[Recorded data]
--------

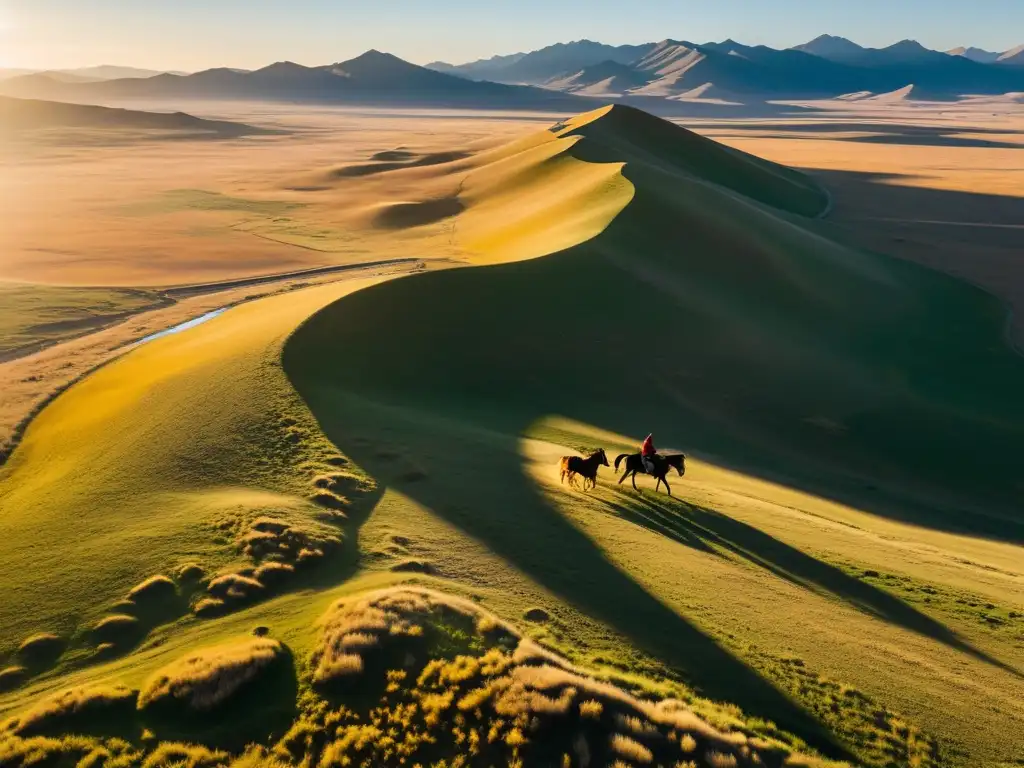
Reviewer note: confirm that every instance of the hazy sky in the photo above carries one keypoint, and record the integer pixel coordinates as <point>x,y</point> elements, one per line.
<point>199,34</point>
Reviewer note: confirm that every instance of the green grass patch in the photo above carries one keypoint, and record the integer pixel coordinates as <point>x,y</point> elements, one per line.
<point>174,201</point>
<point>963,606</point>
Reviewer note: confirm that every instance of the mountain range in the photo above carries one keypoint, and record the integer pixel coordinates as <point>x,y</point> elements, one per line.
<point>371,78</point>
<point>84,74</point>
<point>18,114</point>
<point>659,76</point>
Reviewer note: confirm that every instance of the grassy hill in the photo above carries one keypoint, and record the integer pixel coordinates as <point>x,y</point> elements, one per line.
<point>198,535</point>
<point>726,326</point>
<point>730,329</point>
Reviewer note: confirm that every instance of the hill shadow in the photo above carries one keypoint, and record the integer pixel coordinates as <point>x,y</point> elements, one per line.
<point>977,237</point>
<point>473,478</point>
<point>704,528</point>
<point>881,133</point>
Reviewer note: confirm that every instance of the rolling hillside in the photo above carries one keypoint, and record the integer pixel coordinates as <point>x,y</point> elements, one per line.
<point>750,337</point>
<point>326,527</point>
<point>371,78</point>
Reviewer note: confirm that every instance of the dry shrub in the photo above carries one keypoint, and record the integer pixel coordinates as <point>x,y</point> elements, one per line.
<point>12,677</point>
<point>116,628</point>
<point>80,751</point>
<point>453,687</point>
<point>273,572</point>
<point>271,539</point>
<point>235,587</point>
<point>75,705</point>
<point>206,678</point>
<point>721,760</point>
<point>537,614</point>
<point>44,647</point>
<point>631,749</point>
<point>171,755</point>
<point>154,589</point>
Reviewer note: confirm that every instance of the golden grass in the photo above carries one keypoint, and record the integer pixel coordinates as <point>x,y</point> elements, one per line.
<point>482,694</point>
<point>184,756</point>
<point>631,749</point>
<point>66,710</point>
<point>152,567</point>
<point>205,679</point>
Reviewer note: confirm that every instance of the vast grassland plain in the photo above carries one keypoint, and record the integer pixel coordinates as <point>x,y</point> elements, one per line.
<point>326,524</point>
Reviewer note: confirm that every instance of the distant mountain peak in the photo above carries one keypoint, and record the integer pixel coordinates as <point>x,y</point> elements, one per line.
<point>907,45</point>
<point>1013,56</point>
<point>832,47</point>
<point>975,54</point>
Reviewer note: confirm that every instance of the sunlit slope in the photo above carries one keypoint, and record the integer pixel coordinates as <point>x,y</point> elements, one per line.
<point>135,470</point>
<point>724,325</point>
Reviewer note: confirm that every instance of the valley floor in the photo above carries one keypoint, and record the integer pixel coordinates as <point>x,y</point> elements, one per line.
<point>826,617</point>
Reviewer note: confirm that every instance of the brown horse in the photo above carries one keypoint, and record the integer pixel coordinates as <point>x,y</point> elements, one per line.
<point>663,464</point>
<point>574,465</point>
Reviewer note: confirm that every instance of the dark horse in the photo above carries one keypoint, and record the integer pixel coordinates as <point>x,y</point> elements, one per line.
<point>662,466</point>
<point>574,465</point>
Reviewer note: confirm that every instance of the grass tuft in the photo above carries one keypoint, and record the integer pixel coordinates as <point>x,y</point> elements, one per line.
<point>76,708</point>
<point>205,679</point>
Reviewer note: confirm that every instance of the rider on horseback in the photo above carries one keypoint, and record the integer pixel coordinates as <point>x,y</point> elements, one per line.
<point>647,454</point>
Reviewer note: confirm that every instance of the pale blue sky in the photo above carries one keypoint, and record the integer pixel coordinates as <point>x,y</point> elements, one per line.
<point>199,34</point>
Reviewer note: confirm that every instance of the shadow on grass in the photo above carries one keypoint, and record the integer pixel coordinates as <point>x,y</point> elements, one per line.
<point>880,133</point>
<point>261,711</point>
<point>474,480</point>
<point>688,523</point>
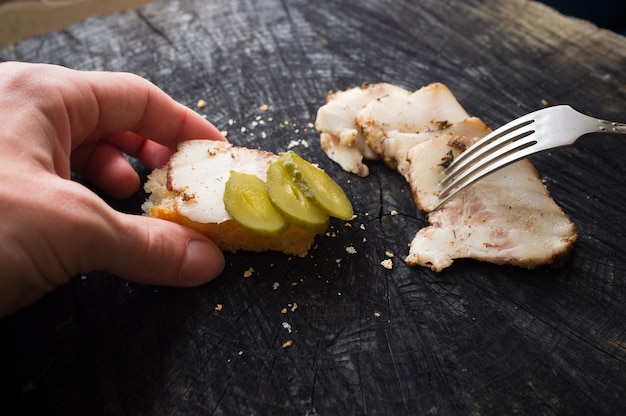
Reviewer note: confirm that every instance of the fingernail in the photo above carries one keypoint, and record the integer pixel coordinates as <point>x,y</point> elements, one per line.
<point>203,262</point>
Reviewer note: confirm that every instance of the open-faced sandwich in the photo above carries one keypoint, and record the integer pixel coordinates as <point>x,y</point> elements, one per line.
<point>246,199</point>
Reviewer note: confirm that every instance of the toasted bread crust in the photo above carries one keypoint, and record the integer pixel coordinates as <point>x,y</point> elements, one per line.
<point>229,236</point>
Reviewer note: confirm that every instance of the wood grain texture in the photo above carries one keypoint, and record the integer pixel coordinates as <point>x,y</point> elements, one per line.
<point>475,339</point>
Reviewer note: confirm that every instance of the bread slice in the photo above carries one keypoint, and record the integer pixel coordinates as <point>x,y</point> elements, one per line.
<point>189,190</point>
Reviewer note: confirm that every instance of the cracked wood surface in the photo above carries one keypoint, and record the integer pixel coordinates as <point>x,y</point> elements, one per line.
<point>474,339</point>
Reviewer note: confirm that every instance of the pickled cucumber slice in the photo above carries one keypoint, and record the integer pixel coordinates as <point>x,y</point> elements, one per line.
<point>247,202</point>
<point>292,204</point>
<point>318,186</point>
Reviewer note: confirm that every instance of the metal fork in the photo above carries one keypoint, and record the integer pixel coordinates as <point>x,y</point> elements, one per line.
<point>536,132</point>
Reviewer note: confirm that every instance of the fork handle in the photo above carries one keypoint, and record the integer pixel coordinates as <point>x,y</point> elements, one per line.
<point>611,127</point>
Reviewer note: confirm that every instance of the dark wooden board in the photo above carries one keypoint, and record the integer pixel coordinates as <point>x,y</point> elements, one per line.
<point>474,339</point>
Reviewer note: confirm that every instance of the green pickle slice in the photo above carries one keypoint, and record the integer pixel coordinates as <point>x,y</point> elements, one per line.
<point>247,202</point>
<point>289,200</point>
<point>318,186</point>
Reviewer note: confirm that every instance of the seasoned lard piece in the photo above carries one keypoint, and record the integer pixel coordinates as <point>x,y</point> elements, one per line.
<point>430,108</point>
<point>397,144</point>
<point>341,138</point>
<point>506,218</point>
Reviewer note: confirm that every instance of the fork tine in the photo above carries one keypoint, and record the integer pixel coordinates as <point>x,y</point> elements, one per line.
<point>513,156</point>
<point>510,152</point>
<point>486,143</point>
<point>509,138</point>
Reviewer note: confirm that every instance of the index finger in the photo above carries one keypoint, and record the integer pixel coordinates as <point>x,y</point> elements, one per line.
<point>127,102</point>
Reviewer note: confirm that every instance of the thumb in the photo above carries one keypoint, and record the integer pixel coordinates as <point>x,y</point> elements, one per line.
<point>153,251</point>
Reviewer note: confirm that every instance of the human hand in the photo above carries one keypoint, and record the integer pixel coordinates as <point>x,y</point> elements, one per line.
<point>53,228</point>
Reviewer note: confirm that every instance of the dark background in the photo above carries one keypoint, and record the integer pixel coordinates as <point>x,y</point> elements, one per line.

--------

• Required work
Retype the data above verbatim, minus images.

• Task output
Reviewer note: confirm that every instance of the hazy sky in the photo above carries one keypoint, and record the integer pixel coordinates as <point>x,y</point> elements, one per line.
<point>199,34</point>
Reviewer note: confirm that every instance of the green grass patch in the photo above carries one keypoint, and record the integer pixel coordinates as <point>x,y</point> elements, one per line.
<point>174,201</point>
<point>963,606</point>
Reviewer note: confirm that every instance of the mountain range in the photo above carries one keypoint, and record the integer pixel coordinates as <point>x,y</point> elements, one per line.
<point>371,78</point>
<point>84,74</point>
<point>18,114</point>
<point>659,76</point>
Reviewer note: confirm that every instance of the grassy hill in the photo above carries one keypoint, and record the integer pixel coordinates as <point>x,y</point> elements, one per line.
<point>198,535</point>
<point>726,326</point>
<point>730,329</point>
Reviewer note: confirm that every instance of the hill shadow in the photo above carries one keypoint, and record the integer pixel coordinates as <point>x,y</point> elements, one per line.
<point>977,237</point>
<point>473,478</point>
<point>704,528</point>
<point>881,133</point>
Reviewer note: confirm that every instance of the rolling hillside in the photo above carries one keypoint, and record the integer pixel coordinates as <point>x,y</point> elements, one per line.
<point>750,337</point>
<point>326,527</point>
<point>371,78</point>
Reviewer note: confirm that every instance of the dry shrub in the photo above carries one keypoint, and record the integer pixel coordinates as <point>x,y</point> elements, one per line.
<point>12,677</point>
<point>116,628</point>
<point>80,751</point>
<point>453,687</point>
<point>273,572</point>
<point>271,539</point>
<point>235,587</point>
<point>75,705</point>
<point>206,678</point>
<point>721,760</point>
<point>537,614</point>
<point>44,647</point>
<point>631,749</point>
<point>171,755</point>
<point>154,589</point>
Reviewer note: confirm that every instance of the golden grass in the photo above carries one keypoint, and record the integer pixel coordinates as <point>x,y</point> elements, one per line.
<point>482,694</point>
<point>184,756</point>
<point>631,749</point>
<point>66,710</point>
<point>152,567</point>
<point>205,679</point>
Reviewer note: confirm that every instance of the vast grassland plain in the photo above carries one keypoint, and record the integer pixel coordinates as <point>x,y</point> elements, one per line.
<point>326,524</point>
Reviewer note: confirm that every instance of the distant mountain peak in the photo above carries one keypoint, and record the integer pixel coordinates as <point>x,y</point> elements, one per line.
<point>907,45</point>
<point>1013,56</point>
<point>832,47</point>
<point>975,54</point>
Reviewer note: confirm that every instance of the sunlit slope in the photo above carries one keypoint, and record the integer pixel coordinates as <point>x,y</point> elements, one per line.
<point>135,470</point>
<point>724,325</point>
Reviewer note: confirm that every instance of the valley floor in the photo above carries one keypoint, and record the integer pixel coordinates as <point>x,y</point> elements, one per line.
<point>826,617</point>
Reviewer note: confirm that every instance of the brown horse in the photo above carries one keypoint, and record the integer pixel coordinates as <point>x,y</point> elements, one per line.
<point>663,464</point>
<point>574,465</point>
Reviewer note: confirm that every instance of the dark horse in the photo above carries one keypoint, and record the integer pixel coordinates as <point>x,y</point> elements, one per line.
<point>662,466</point>
<point>574,465</point>
Reviewer note: confirm that every instance of the grass tuft in the photo above carries one keypoint, and record the integer pixel coordinates as <point>x,y</point> elements, one per line.
<point>76,708</point>
<point>205,679</point>
Reviewer note: confirm that every instance of the rider on horseback in the photo above carries one keypoint, and record the integer pixel coordinates as <point>x,y</point> elements, one per line.
<point>647,454</point>
Reviewer note: confirm that every instance of the pale blue sky in the photo above carries one keypoint, and record the integer pixel coordinates as <point>x,y</point> elements, one per line.
<point>199,34</point>
Reviewer note: confirm that every instance of the shadow on grass in the photo above carries one keypoint, and record the integer pixel coordinates as <point>x,y</point> elements, one per line.
<point>880,133</point>
<point>261,711</point>
<point>474,480</point>
<point>688,523</point>
Reviewer note: confirm that every instance of the fingernail in the photo above carries one keypoint, and record the integer pixel coordinates as <point>x,y</point> elements, one per line.
<point>203,262</point>
Reviewer note: confirm that every instance of the open-faced sandwich in the photo above carries one keypoint, and record the integer pixel coordinates as <point>x,y</point> elements, one per line.
<point>246,199</point>
Reviewer note: confirm that every instance of the toasted bread crust in the photo above carries one keypoint, and record the integer pixel coordinates as <point>x,y</point> elements, one per line.
<point>229,236</point>
Reviewer note: confirm that every instance of the wood grain texture in the photo above carries one keypoint, and record the integer pixel coordinates as <point>x,y</point> elements, one per line.
<point>475,339</point>
Reviewer note: confirm that every instance of the bread slice in the photo above carries one keypoint, and record the integer pixel coordinates as <point>x,y</point> elements, one per line.
<point>189,190</point>
Reviewer note: confirm that every instance of the cracked wood surface in the photo above carries one keypoint, and record the integer pixel coordinates as <point>x,y</point> elements, one per line.
<point>474,339</point>
Reviewer note: confirm that every instance of the pickled cucumber slice in the photo above carries one keypoint, and record the integer pixel coordinates as <point>x,y</point> elements, one per line.
<point>247,202</point>
<point>292,204</point>
<point>318,186</point>
Reviewer note: confirm that every instance of the metal fork in the photo above carries one keypoint, and record the integer pixel coordinates as <point>x,y</point> elements, one per line.
<point>536,132</point>
Reviewer note: confirm that every instance of the fork handle in the photo above carries one keypoint, and record the integer pixel coordinates as <point>x,y</point> elements, one per line.
<point>611,127</point>
Reviewer note: confirm that every instance of the dark wooden board in the photo above carries one keypoint, and record the integer pixel coordinates as <point>x,y</point> elements, one per line.
<point>474,339</point>
Reviewer note: confirm that every instance of the green pickle slice in the photo above carries one keypoint, and record the integer pixel coordinates as <point>x,y</point> elements, one per line.
<point>247,202</point>
<point>289,200</point>
<point>318,186</point>
Reviewer note: confirm that every instance of the seasoned lard piece in the photo above carries one keypoint, and record the integer pixel coordinates as <point>x,y</point> elements, one per line.
<point>430,108</point>
<point>397,144</point>
<point>341,138</point>
<point>506,218</point>
Reviewer note: confirm that every instance of the fork tine in the photo above carries one keypoint, and record the integer pixel coordinates as <point>x,y</point> elements, one per line.
<point>513,156</point>
<point>510,152</point>
<point>486,143</point>
<point>509,138</point>
Reviewer note: confirm that every instance of the index finger in the photo above carries one keypoint, and record the integer pixel coordinates as <point>x,y</point> elements, one per line.
<point>127,102</point>
Reviewer note: confirm that every instance of the thumb in the photo above carries one keypoint, and record the integer pixel coordinates as <point>x,y</point> elements, one per line.
<point>153,251</point>
Reviewer note: confirm that every instance of the human hand in the photo above carries one keypoint, and record the integer pixel coordinates as <point>x,y</point> elements, one per line.
<point>53,228</point>
Reviewer note: confirm that every instance of the dark background in the photo above carries one keypoint, and record the integer pixel coordinates as <point>x,y</point> elements, one per line.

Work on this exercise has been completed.